-- WHAT IS BEING ASKED --
From the text on Word2vec and CNN classifiers, write out the passage that begins with the words containing "For building our" and ends with "to 300 features.".

After the model was constructed, it was saved in
two parts. One part contains the model’s structure, the
other part consists of the model’s weights. The model
can then be used for predicting categories of tweets
on a new dataset. Results will be shown in Section 4.
3.3 CNN Neural Network Classifier
with Word2vec Representation
Data Representation: Vector embeddings are spatial
mappings of words or phrases onto a vector. In a
vector embedding a word is represented by more than
one bit set to 1. Similar patterns of 1s suggest
semantic relationships between words— for instance,
vector embeddings can be used to generate analogies.
An important vector embedding method is Word2vec
(Le & Mikolov, 2014).
Word2vec can be constructed and trained to
create word embeddings for entire documents.
Word2vec can group vectors of similar words
together into a vector space. With enough data,
Word2vec models can constrain the meaning of a
word using past appearances. The output of a
Word2vec model is a vocabulary where each item has
a vector attached to it, which can be used to query for
relationships between words.
For building our classifiers, we used an existing
Word2vec model, by the name of “Google
Word2Vec” (Skymind, 2019). It is a huge model
created by Google, which comprises a vocabulary of
about 3 million words and phrases. It was trained on
a Google news dataset of roughly 100 billion words.
The length of the vectors is set to 300 features.
Since the Word2vec representation of 3 million
words and phrases was unnecessarily large, we cut it
down to around 20,000 words, by computing the
intersection between words in our dataset and the
Word2vec model. Our embedding dimension is
equivalent to the length of the vectors, which is 300.
CNN Classifier: Convolutional Neural Networks
(CNNs) (LeCun, 1995) are a supervised machine
learning algorithm, which is mainly used for
classification and regression. CNNs usually require
very little preprocessing as compared to other neural
networks. Though CNNs were invented for analyzing
visual imagery, they have been shown to be effective
in other areas, including in Natural Language
Processing (Kim, 2014). A CNN consists of input,
output and multiple hidden layers. The intermediate
layers, which are the hidden layers, generally
comprise convolutional layers.

-- STORED DATA --

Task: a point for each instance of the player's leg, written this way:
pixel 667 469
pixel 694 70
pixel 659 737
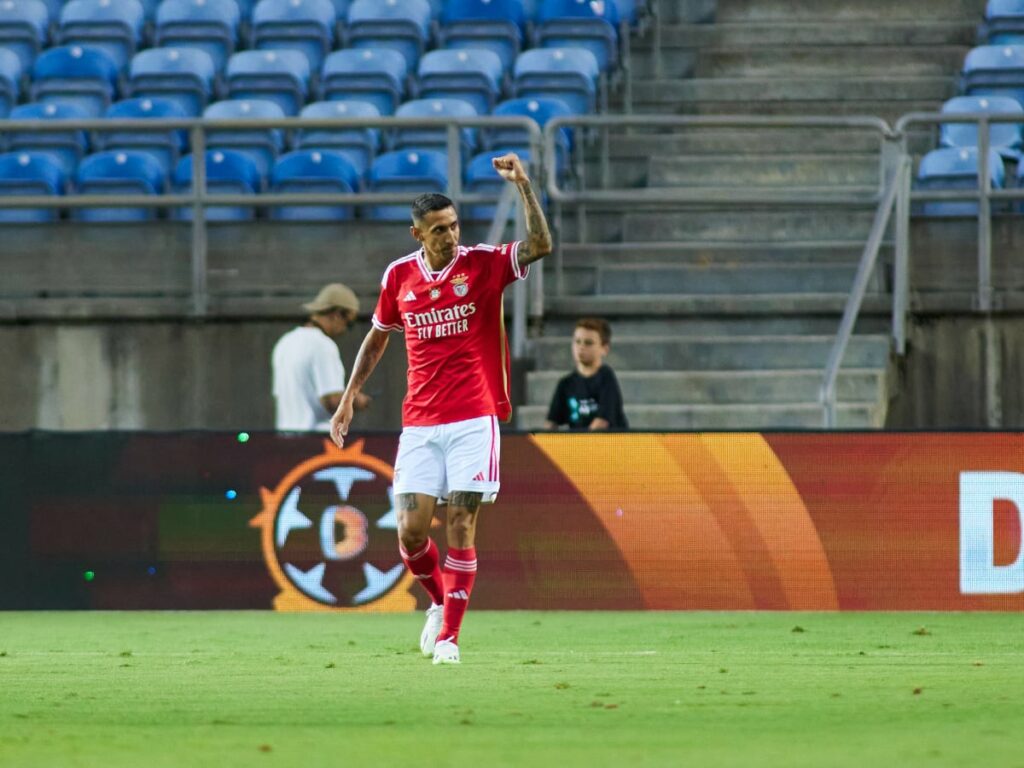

-- SOLUTION TO THIS PROBLEM --
For building our classifiers, we used an existing
Word2vec model, by the name of “Google
Word2Vec” (Skymind, 2019). It is a huge model
created by Google, which comprises a vocabulary of
about 3 million words and phrases. It was trained on
a Google news dataset of roughly 100 billion words.
The length of the vectors is set to 300 features.